(TASK DESCRIPTION)
Return all the data, word for word.

[Collected data entries]
----

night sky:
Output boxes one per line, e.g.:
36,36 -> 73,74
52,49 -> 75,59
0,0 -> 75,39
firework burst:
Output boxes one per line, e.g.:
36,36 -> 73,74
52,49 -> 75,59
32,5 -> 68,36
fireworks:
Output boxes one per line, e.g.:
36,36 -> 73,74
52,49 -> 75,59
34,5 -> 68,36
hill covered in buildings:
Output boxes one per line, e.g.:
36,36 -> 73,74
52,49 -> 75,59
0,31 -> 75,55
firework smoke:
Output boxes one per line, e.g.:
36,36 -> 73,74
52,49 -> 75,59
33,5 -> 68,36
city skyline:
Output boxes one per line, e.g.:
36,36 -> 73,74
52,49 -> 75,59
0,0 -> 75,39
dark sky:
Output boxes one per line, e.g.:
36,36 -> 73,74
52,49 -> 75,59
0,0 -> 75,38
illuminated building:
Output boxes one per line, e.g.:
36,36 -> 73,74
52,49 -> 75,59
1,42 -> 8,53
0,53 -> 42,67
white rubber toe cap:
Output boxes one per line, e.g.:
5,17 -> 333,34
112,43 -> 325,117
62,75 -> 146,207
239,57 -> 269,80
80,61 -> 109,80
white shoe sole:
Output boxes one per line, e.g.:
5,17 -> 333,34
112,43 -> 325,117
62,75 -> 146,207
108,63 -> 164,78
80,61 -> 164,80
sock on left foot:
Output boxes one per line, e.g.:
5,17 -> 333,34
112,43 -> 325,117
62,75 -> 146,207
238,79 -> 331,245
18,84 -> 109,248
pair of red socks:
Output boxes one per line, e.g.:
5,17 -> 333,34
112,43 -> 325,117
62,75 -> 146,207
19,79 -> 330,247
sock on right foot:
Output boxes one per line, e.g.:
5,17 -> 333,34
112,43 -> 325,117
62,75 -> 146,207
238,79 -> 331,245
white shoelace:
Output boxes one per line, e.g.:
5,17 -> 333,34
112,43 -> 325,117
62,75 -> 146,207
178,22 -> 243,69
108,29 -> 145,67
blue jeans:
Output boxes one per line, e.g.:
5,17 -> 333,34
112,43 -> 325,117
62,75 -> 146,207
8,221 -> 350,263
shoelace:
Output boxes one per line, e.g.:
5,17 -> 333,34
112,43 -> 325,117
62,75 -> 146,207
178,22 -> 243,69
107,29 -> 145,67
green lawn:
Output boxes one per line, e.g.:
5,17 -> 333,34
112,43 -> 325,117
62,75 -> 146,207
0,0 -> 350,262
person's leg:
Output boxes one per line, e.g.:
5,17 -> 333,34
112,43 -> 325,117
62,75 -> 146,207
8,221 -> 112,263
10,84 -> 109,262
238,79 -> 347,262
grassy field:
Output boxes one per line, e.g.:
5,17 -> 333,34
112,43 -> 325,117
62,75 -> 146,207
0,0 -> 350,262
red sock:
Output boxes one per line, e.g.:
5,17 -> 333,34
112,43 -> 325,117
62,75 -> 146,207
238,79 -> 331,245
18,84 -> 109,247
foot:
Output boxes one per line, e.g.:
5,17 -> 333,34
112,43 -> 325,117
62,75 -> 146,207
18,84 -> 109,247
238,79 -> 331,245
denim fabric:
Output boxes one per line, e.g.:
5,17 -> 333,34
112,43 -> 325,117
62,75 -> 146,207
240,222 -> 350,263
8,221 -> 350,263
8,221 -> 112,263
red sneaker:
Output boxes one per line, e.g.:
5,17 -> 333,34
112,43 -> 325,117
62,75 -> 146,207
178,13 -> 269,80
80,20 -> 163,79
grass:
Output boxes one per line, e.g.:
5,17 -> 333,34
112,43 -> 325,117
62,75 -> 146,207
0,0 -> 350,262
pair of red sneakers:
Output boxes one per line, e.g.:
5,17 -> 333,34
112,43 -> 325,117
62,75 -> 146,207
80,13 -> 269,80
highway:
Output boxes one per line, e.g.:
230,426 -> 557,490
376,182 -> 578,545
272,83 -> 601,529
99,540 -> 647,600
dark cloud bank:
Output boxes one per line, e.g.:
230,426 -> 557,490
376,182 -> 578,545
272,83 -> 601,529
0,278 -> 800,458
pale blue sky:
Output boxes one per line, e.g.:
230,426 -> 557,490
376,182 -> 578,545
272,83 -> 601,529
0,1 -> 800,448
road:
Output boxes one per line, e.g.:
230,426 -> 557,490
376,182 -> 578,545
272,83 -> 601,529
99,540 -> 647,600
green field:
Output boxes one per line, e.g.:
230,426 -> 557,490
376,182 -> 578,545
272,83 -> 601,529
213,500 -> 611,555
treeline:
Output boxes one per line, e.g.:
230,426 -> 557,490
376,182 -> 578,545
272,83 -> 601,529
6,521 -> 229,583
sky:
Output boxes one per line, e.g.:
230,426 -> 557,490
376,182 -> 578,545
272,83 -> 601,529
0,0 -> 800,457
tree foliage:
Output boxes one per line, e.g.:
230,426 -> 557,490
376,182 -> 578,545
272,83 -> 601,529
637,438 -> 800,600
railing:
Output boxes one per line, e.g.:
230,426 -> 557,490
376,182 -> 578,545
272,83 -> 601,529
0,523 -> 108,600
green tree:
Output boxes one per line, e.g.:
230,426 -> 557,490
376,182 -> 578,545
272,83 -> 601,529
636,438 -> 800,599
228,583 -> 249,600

----

(TASK SOLUTION)
night sky:
Output boxes one per line, e.g.:
36,36 -> 73,74
52,49 -> 75,59
0,0 -> 75,39
firework burst:
Output boxes one per line, e.g.:
36,36 -> 73,74
52,49 -> 75,59
32,5 -> 68,36
fireworks:
Output boxes one per line, e.g.:
36,36 -> 73,74
52,49 -> 75,59
34,5 -> 68,36
hill covered in buildings:
Output boxes one per line, e.g.:
36,36 -> 73,74
52,49 -> 75,59
0,31 -> 75,55
firework smoke:
Output boxes one per line, e.g.:
36,36 -> 73,74
52,49 -> 75,59
33,5 -> 68,36
city skyline:
Output boxes one per line, e.g.:
36,36 -> 73,74
52,49 -> 75,59
0,0 -> 75,39
dark sky:
Output boxes one per line, e.g.:
36,36 -> 73,74
52,49 -> 75,59
0,0 -> 75,38
illuminated building:
Output boxes one per line, e.g.:
36,36 -> 73,74
52,49 -> 75,59
1,42 -> 8,53
0,53 -> 42,67
white rubber toe cap:
Output boxes one per line, e.g.:
5,17 -> 333,34
112,43 -> 325,117
62,75 -> 146,207
239,57 -> 269,80
80,61 -> 109,80
white shoe sole:
Output boxes one per line, e.g.:
5,17 -> 333,34
112,43 -> 325,117
62,75 -> 146,207
108,63 -> 164,78
80,61 -> 164,80
sock on left foot:
Output boxes one per line, e.g.:
5,17 -> 333,34
112,43 -> 325,117
62,75 -> 146,207
238,79 -> 331,245
18,84 -> 109,248
pair of red socks:
Output boxes one per line, e.g.:
5,17 -> 333,34
112,43 -> 325,117
62,75 -> 146,207
19,79 -> 330,247
sock on right foot:
Output boxes one per line, e.g.:
5,17 -> 333,34
112,43 -> 325,117
62,75 -> 146,207
238,79 -> 331,245
white shoelace:
Output boxes one per line, e.g.:
5,17 -> 333,34
112,43 -> 325,117
62,75 -> 146,207
178,22 -> 243,69
108,29 -> 145,67
blue jeans:
Output boxes one per line, e.g.:
5,17 -> 333,34
112,43 -> 325,117
62,75 -> 146,207
8,221 -> 350,263
shoelace:
Output boxes one per line, e.g.:
5,17 -> 333,34
112,43 -> 325,117
62,75 -> 146,207
178,22 -> 243,69
107,29 -> 145,67
green lawn:
Output boxes one per line, e.g.:
5,17 -> 333,34
112,43 -> 325,117
62,75 -> 146,207
0,0 -> 350,262
person's leg:
Output boxes one per line, e.g.:
5,17 -> 333,34
112,43 -> 325,117
62,75 -> 146,207
8,221 -> 112,263
10,84 -> 109,262
238,79 -> 347,262
grassy field:
Output boxes one per line, e.g.:
5,17 -> 333,34
112,43 -> 325,117
62,75 -> 146,207
0,0 -> 350,262
red sock:
Output boxes one per line, e.g.:
5,17 -> 333,34
112,43 -> 325,117
62,75 -> 146,207
238,79 -> 331,245
18,84 -> 109,247
foot:
Output boxes one per line, e.g.:
5,17 -> 333,34
112,43 -> 325,117
62,75 -> 146,207
18,84 -> 109,247
238,79 -> 331,245
denim fabric:
Output boxes one per line, e.g.:
5,17 -> 333,34
112,43 -> 325,117
62,75 -> 146,207
240,222 -> 350,263
8,221 -> 350,263
8,221 -> 112,263
red sneaker:
Output boxes one per line, e.g.:
5,17 -> 333,34
112,43 -> 325,117
62,75 -> 146,207
178,13 -> 269,80
80,20 -> 163,79
grass:
Output boxes one per line, e.g.:
5,17 -> 333,34
112,43 -> 325,117
62,75 -> 146,207
0,0 -> 350,262
pair of red sneakers:
Output boxes one per line, e.g.:
5,17 -> 333,34
112,43 -> 325,117
62,75 -> 146,207
80,13 -> 269,80
highway:
Output boxes one per line, e.g.:
230,426 -> 557,490
376,182 -> 578,545
272,83 -> 601,529
99,540 -> 647,600
dark cloud bank:
Output boxes one per line, e.g.:
230,426 -> 557,490
376,182 -> 578,545
272,83 -> 601,529
0,278 -> 800,458
pale blue sky:
Output boxes one per line, e.g.:
230,426 -> 557,490
376,182 -> 578,545
272,83 -> 601,529
0,1 -> 800,448
road:
Output boxes one per line, e.g.:
230,426 -> 557,490
376,182 -> 578,545
272,83 -> 601,529
99,540 -> 647,600
green field:
Output boxes one per line, e.g.:
230,426 -> 557,490
376,182 -> 578,545
272,83 -> 601,529
213,500 -> 611,555
treeline:
Output boxes one per line, e.g.:
230,426 -> 557,490
376,182 -> 578,545
272,83 -> 601,529
6,521 -> 229,583
sky:
Output boxes one per line, e.g.:
230,426 -> 557,490
376,182 -> 578,545
272,83 -> 601,529
0,0 -> 800,457
tree foliage:
Output boxes one per line, e.g.:
230,426 -> 557,490
376,182 -> 578,545
272,83 -> 601,529
637,438 -> 800,600
railing:
Output boxes one per line, e.g.:
230,426 -> 557,490
376,182 -> 578,545
272,83 -> 601,529
0,523 -> 108,600
green tree:
Output boxes one per line, e.g.:
230,426 -> 557,490
376,182 -> 578,545
272,83 -> 601,529
636,438 -> 800,599
228,583 -> 249,600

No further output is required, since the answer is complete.